#### DESCRIPTION OF THE TASK:
Copy the records word for word from the beginning through the line containing "positive clicks: (450, 131)".

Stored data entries

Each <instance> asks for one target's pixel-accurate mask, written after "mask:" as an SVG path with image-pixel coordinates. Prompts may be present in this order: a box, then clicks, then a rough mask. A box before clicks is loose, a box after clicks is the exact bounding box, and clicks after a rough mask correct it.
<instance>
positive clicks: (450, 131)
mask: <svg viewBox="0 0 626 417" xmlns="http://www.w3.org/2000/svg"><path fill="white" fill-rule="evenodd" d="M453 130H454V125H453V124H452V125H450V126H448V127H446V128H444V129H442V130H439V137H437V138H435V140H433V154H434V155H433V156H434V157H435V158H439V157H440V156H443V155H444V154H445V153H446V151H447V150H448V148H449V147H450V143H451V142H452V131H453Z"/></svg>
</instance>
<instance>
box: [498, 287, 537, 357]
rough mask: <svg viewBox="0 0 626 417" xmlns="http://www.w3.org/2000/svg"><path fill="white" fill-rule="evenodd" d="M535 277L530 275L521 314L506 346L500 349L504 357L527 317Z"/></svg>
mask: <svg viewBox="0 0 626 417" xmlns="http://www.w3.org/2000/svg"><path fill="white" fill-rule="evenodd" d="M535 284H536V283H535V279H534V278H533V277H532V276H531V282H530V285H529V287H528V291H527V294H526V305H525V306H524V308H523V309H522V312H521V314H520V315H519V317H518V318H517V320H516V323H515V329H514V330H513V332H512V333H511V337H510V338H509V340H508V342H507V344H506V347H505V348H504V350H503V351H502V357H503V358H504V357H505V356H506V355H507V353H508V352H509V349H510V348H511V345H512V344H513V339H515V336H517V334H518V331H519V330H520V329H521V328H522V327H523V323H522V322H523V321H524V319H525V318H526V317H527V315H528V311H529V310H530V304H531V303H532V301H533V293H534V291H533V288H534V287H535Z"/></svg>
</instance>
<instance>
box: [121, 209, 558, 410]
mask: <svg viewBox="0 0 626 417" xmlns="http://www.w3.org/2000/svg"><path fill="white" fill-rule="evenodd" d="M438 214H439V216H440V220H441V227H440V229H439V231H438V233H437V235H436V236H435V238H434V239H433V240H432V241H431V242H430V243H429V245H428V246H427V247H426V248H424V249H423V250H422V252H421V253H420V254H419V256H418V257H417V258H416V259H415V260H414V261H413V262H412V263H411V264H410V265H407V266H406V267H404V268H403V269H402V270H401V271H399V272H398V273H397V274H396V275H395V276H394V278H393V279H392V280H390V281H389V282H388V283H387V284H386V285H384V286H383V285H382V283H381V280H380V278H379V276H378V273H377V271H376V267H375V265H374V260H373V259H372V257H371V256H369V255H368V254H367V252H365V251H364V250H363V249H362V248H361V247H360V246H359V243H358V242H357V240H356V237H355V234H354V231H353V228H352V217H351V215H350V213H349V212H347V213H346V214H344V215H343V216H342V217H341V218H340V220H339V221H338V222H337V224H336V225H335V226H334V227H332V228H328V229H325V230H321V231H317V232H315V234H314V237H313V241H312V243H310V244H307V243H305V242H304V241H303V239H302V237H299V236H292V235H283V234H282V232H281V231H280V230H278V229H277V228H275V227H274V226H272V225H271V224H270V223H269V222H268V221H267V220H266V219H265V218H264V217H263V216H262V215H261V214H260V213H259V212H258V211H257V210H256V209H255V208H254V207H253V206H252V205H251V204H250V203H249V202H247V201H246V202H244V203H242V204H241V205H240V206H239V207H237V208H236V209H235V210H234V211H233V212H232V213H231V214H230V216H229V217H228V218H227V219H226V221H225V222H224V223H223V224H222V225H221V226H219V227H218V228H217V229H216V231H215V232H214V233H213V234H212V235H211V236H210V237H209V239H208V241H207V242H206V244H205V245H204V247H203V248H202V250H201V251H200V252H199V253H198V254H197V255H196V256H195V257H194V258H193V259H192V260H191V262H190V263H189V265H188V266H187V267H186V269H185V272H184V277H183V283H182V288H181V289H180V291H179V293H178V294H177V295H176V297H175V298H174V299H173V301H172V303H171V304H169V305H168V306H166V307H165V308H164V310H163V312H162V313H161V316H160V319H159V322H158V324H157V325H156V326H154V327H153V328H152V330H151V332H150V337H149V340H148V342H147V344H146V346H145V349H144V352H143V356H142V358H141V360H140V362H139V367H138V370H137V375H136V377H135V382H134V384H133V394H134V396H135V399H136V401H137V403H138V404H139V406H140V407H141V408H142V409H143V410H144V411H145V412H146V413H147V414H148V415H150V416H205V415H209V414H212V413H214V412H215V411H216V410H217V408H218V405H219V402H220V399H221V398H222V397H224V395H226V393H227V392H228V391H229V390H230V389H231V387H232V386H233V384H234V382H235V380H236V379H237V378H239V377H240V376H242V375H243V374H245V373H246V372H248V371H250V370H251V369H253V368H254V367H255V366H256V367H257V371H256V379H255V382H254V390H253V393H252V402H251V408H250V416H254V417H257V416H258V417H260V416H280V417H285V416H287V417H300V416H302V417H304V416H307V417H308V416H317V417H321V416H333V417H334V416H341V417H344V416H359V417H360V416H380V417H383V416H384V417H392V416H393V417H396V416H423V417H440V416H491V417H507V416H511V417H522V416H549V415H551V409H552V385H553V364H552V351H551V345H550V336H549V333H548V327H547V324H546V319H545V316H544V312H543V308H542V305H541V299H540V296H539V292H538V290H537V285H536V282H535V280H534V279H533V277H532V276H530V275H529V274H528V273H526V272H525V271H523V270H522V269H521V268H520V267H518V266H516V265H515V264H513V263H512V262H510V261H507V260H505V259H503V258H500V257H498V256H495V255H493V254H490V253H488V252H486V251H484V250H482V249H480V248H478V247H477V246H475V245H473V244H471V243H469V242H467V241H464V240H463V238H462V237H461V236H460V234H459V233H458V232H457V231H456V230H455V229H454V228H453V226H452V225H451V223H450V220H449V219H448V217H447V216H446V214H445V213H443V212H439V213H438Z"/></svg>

#### SOLUTION BELOW:
Each <instance> asks for one target's pixel-accurate mask, written after "mask:" as an SVG path with image-pixel coordinates. Prompts may be present in this order: a box, then clicks, then a rough mask. A box before clicks is loose, a box after clicks is the exact bounding box, and clicks after a rough mask correct it.
<instance>
positive clicks: (450, 131)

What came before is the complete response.